→ **Brief**:
Copy every one of the lines below word for word, in the same order.

━━━ Material shown

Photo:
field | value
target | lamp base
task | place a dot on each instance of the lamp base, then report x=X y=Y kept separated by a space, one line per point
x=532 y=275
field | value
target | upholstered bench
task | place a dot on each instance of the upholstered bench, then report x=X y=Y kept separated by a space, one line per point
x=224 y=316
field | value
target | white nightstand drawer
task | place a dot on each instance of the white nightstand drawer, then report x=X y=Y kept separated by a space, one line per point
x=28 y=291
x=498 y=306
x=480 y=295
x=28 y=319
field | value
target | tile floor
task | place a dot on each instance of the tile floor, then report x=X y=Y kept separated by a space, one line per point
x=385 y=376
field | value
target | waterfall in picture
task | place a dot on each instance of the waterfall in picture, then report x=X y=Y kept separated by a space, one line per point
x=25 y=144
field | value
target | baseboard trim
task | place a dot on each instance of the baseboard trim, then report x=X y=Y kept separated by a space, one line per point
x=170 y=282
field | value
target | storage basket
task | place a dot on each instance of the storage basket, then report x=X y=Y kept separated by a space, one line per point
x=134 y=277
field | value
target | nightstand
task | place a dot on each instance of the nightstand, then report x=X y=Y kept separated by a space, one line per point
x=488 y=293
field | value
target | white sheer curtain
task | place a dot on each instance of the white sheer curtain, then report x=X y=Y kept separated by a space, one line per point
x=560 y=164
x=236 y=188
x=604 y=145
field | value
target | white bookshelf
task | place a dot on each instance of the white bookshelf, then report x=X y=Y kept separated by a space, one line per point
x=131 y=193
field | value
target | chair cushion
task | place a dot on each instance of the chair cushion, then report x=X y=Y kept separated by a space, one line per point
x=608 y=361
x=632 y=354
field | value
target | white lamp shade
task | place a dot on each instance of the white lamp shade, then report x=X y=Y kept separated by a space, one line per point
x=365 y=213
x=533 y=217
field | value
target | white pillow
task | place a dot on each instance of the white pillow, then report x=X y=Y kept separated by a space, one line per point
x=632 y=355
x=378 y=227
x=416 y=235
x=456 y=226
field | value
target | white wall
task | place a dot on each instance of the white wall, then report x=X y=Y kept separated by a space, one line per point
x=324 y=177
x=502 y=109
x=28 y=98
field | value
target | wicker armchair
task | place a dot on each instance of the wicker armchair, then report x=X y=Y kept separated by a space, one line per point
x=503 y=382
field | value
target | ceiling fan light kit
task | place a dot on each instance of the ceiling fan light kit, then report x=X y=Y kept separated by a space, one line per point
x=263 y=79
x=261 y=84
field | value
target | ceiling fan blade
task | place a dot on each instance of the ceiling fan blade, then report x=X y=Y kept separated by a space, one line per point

━━━━━━

→ **Task result**:
Photo:
field | value
target | lamp base
task | place a dot on each instance of the lamp base, then report x=X y=Y kept separated by a space, one line per point
x=532 y=275
field | value
target | upholstered bench
task | place a dot on each instance of the upholstered bench, then report x=X y=Y kept separated by a space, one line per point
x=224 y=316
field | value
target | white nightstand drawer
task | place a dot on each instance of the white nightstand drawer, then report x=X y=Y kept separated by a space, one line per point
x=28 y=291
x=498 y=306
x=480 y=295
x=28 y=319
field | value
target | tile floor
task | place a dot on each instance of the tile floor, then report x=X y=Y kept separated by a space, one line per point
x=385 y=376
field | value
target | waterfall in picture
task | place a dot on each instance of the waterfall in picture, then report x=X y=Y kept separated by a space, one line per point
x=25 y=144
field | value
target | baseboard trim
task | place a dot on each instance of the baseboard trim, then report x=X y=Y kept separated by a space, one line per point
x=170 y=282
field | value
target | storage basket
task | place a dot on each instance of the storage basket, then report x=X y=Y kept separated by a space, one line per point
x=134 y=277
field | value
target | nightstand
task | place a dot on each instance of the nightstand, then report x=X y=Y kept separated by a space, one line per point
x=488 y=293
field | value
target | white sheer curtain
task | place a dot on each instance of the white sheer curtain, then report x=X y=Y kept separated by a space, one line per point
x=560 y=164
x=236 y=188
x=604 y=145
field | value
target | white bookshelf
task | place a dot on each instance of the white bookshelf, then report x=X y=Y kept separated by a space, one line per point
x=131 y=193
field | value
target | chair cushion
task | place a dot on each instance of the chair cushion, then report x=X y=Y kept separated by a space, one line per point
x=608 y=361
x=632 y=354
field | value
target | white lamp shade
task | place a dot on each instance of the white lamp shade, then report x=X y=Y kept separated by a space, one line per point
x=365 y=213
x=533 y=217
field | value
target | white pillow
task | place a dot on each instance of the white pillow, then report x=X y=Y kept separated by a space, one line per point
x=632 y=355
x=378 y=227
x=416 y=235
x=456 y=226
field | value
target | white wall
task | place a dot on each instance of the white wall, then report x=X y=Y kept separated by a space, one line per point
x=324 y=177
x=502 y=109
x=28 y=98
field | value
target | wicker armchair
task | place a dot on each instance of the wicker armchair, then report x=X y=Y kept separated by a space, one line per point
x=503 y=382
field | value
target | ceiling fan light kit
task | place a dot on each instance of the ceiling fan light kit, then report x=X y=Y kept separated by a space, one line per point
x=263 y=79
x=261 y=84
field | value
target | ceiling fan blade
task | place a dot on each instance of the ceiling fan blade, then report x=X y=Y kept separated by a space, one line per point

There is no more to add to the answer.